TEXTE DE LA PAGE.
━━━━━━━━━━━━━━━━━━━━

Une équipe internationale de chercheurs a utilisé le télescope spatial James Webb de la NASA pour mesurer la température de l'exoplanète rocheuse TRAPPIST-1 b. Il s'agit de la première détection au monde de l’émission thermique d’une exoplanète rocheuse aussi petite et aussi « froide » que les planètes rocheuses de notre propre système solaire. TRAPPIST-1 b reçoit environ deux fois plus de quantité d'énergie que Venus reçoit du Soleil et en reçoit quatre fois plus que la Terre. Le résultat indique que le côté jour de la planète a une température d'environ 227 °C (500 kelvins) et suggère qu'elle n'a pas d'atmosphère significative. L’étude est co-signée par trois chercheurs du DAp et viennent d’être publiés dans la revue Nature ce lundi 27 mars.
Le système de planètes de Trappist-1, un véritable laboratoire pour étudier les planètes rocheuses de type Terre hors du système solaire
Le système TRAPPIST-1 est remarquable par ses sept planètes dont la taille, la masse, la densité et le chauffage stellaire sont similaires à ceux des planètes rocheuses Vénus, Terre et Mars de notre propre Système solaire. Leurs tailles sont comprises entre 0,75 et 1,15 rayons terrestres et leurs périodes orbitales vont de 1,5 à 19 jours seulement. Toutes les planètes du système TRAPPIST-1 ont été observées à l'aide des télescopes spatiaux Hubble ou Spitzer. Les observations Hubble ont démontré qu’aucune des 7 planètes n’avait une atmosphère riche en hydrogène.

━━━━━━━━━━━━━━━━━━━━

OBJECTIF A.
Répondez aux questions suivantes à partir du texte sur TRAPPIST-1.
(i) Quelle est la température approximative du côté jour de TRAPPIST-1 b ?
(ii) Entre quelles valeurs les tailles des planètes du système TRAPPIST-1 sont-elles comprises ?
(iii) Qu'ont démontré les observations Hubble au sujet des sept planètes ?
OBJECTIF B. Recopiez le passage du texte sur TRAPPIST-1 qui va de « Le système de » jusqu'à « riche en hydrogène. » inclus.

[Données]
━━━━━━━━━━━━━━━━━━━━

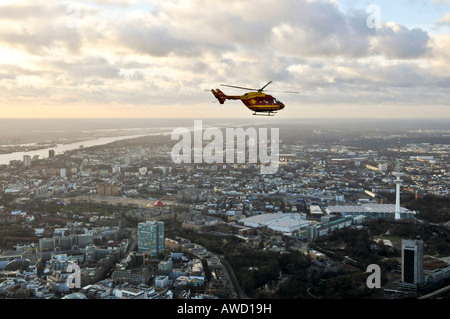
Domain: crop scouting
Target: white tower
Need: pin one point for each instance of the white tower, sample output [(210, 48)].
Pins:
[(398, 183)]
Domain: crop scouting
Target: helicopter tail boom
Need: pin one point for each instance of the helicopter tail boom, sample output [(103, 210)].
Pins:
[(222, 97)]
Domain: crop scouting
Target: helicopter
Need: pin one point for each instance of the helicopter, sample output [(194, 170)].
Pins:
[(257, 101)]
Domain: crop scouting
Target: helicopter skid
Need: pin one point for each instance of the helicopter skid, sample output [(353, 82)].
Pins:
[(268, 114)]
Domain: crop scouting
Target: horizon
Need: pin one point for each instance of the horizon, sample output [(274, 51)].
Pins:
[(133, 58)]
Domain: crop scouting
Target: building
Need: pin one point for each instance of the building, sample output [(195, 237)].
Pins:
[(26, 160), (107, 189), (151, 237), (370, 211), (285, 223), (133, 276), (412, 262)]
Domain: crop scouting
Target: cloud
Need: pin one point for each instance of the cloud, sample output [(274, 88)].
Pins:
[(167, 52)]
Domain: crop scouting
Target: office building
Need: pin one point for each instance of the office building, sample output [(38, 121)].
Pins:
[(151, 237), (412, 262), (26, 160)]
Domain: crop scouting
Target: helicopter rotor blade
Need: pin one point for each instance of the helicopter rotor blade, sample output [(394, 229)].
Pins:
[(283, 91), (239, 87), (262, 89)]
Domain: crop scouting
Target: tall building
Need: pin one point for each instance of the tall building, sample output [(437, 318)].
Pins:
[(151, 237), (398, 182), (412, 262), (26, 160)]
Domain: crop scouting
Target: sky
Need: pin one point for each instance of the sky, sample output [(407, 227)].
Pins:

━━━━━━━━━━━━━━━━━━━━

CORRIGÉ DÉTAILLÉ A.
(i) Environ 227 °C (500 kelvins).
(ii) Entre 0,75 et 1,15 rayons terrestres.
(iii) Aucune des 7 planètes n'avait une atmosphère riche en hydrogène.

CORRIGÉ DÉTAILLÉ B.
Le système de planètes de Trappist-1, un véritable laboratoire pour étudier les planètes rocheuses de type Terre hors du système solaire
Le système TRAPPIST-1 est remarquable par ses sept planètes dont la taille, la masse, la densité et le chauffage stellaire sont similaires à ceux des planètes rocheuses Vénus, Terre et Mars de notre propre Système solaire. Leurs tailles sont comprises entre 0,75 et 1,15 rayons terrestres et leurs périodes orbitales vont de 1,5 à 19 jours seulement. Toutes les planètes du système TRAPPIST-1 ont été observées à l'aide des télescopes spatiaux Hubble ou Spitzer. Les observations Hubble ont démontré qu’aucune des 7 planètes n’avait une atmosphère riche en hydrogène.